* **What the exercise asks**
Copy every line below where the string "query" is found.

Start of Given entries

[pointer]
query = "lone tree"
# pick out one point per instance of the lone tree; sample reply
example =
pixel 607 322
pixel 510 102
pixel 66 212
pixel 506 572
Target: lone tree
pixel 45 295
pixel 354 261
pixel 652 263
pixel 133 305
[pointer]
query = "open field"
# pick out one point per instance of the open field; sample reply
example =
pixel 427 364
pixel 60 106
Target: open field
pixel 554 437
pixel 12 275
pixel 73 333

End of Given entries
Start of Given entries

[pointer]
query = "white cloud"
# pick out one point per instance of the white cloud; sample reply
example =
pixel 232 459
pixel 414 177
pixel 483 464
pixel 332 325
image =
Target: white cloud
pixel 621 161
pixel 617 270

End of Given entries
Start of Given entries

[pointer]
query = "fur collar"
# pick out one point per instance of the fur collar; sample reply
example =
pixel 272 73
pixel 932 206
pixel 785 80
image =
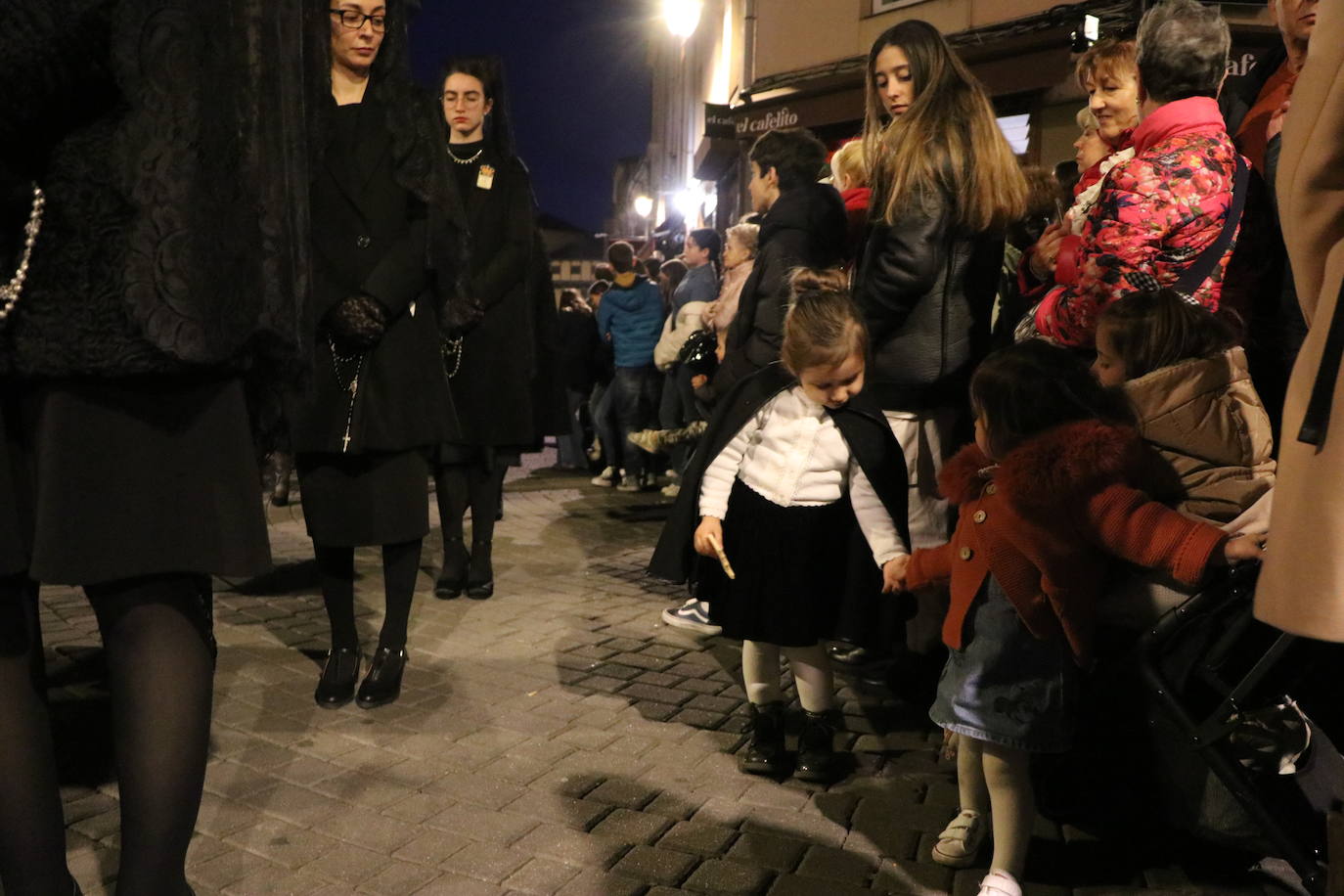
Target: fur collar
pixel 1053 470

End of Given entries

* **Solution for this problem**
query = "lone tree"
query = "open field"
query = "white cloud"
query = "fur collar"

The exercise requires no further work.